• [本文抜粋]

· · · · ·

その意味で、先人の知恵を学びながら、現代の社会的要請は何か、あるいは現代の持っている技術力というものをいかに発揮するかということで、まちづくりをやっていくんだろうと思います。
 皆さんもよくご存じだと思いますけれども、国際的に見れば、そうしたそれぞれの土地が持っている固有の条件によって町の形が随分変わっております。水の上に暮らしている町もあると思えば、地下の中に町を作っているところもあるわけです。日本という国を見ましても、それぞれの地域に固有の条件に基づいて町が作られていったんだということをつくづく感じています。そういう意味で、歴史に学ぶというのは大変大切なことではないかと思います。
 それでは、まず新潟の土地の固有の条件というのは、どんなものがあるのかということで、少しご説明をさせていただき、それを前提に私の行なってきた町づくりの実践例をお話をさせていただきます。
 まず、新潟の持っている土地の固有条件、あるいは新潟の歴史的なまちづくりがどんなふうに行われてきたか、ということを簡単におさらいさせていただきます。



1)新潟の固有の条件について

 

 新潟の持っている土地固有の条件というのは、何と言いましても、大河、信濃川、阿賀野川の河口にあるということです。日本で最大の長さ、最大の流量を持っているのが信濃川で、さらに阿賀野川が山から流れてきます。阿賀野川の河口、信濃川の河口が新潟の町にあるわけです。かつてはこの川は一緒に流れていました。大河信濃川あるいは阿賀野川の河口にあるということが新潟の町を作っていく上で大変大きな要因になっています。つまり、大変深い河口、そして天然の良港ということがあったわけです。
 大河であるということで大変大きな流域を背景に持っております。流域の経済の窓口という役割を、新潟は歴史的に背負うことになります。そのことが、新潟の持っている土地固有の条件の中でも大きな1つかなと思っております。
 それから、等高線が込んでおりますが、この辺に丘陵地帯があります。丘陵から海岸側は全部平らな土地でありまして、かつてはガマ原、蒲原(かんばら)と言われた平野部でございます。今は新潟平野と言っております。この平野部の形成の歴史についても、後ほど少しお話をしたいと思います。
 要するに、1万2000年ぐらい前の氷河期が終わりまして、だんだん地球が温暖化する、海進が進みます。海水のレベルは約100メートル上がったと言われていますけれども、そういったことによって海からの蒸発量が多くなる。雨がたくさん降るようになる。山脈から土砂が流れ出して、この平野部が形成される。昔は入江だったんです。そうした平野の形成の歴史があります。砂丘ができたり、砂丘と砂丘の間に葦沼と言われるような湖あるいは潟、潟湖の平野部などがあるという状態があったということでございます。

· · · · ·

• [資料]

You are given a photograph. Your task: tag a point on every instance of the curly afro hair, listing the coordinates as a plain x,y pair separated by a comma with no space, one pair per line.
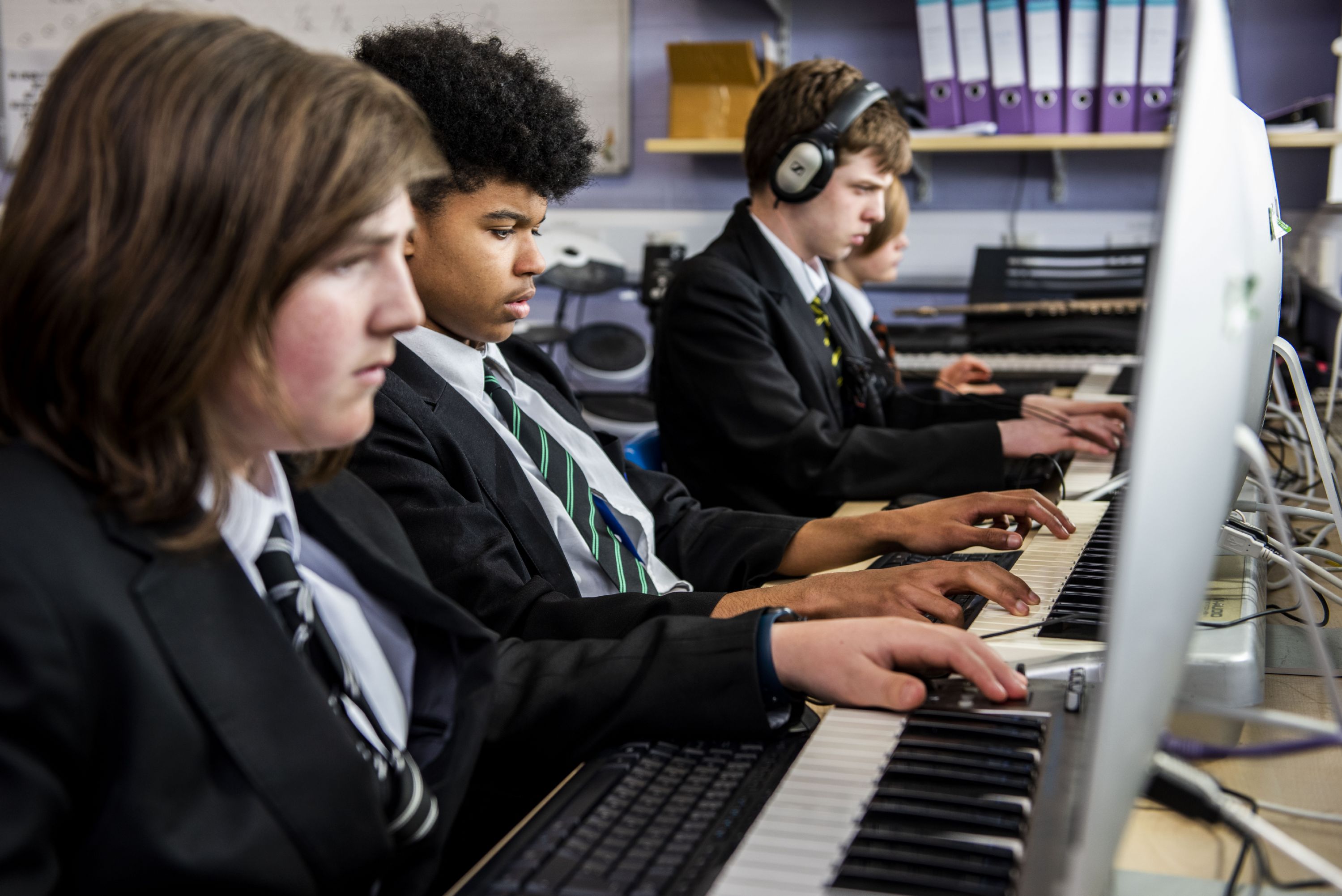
496,113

· · · · ·

• [課題の条件] 新潟のまちづくりについての本文から、「その意味で、先人の知恵を学び」を含む言葉で始まり「なことではないかと思います。」で終わる部分を書き出し、その中の「先人の知恵」を「昔の人々の知恵」に置き換えよ。

• [解答]
その意味で、昔の人々の知恵を学びながら、現代の社会的要請は何か、あるいは現代の持っている技術力というものをいかに発揮するかということで、まちづくりをやっていくんだろうと思います。
 皆さんもよくご存じだと思いますけれども、国際的に見れば、そうしたそれぞれの土地が持っている固有の条件によって町の形が随分変わっております。水の上に暮らしている町もあると思えば、地下の中に町を作っているところもあるわけです。日本という国を見ましても、それぞれの地域に固有の条件に基づいて町が作られていったんだということをつくづく感じています。そういう意味で、歴史に学ぶというのは大変大切なことではないかと思います。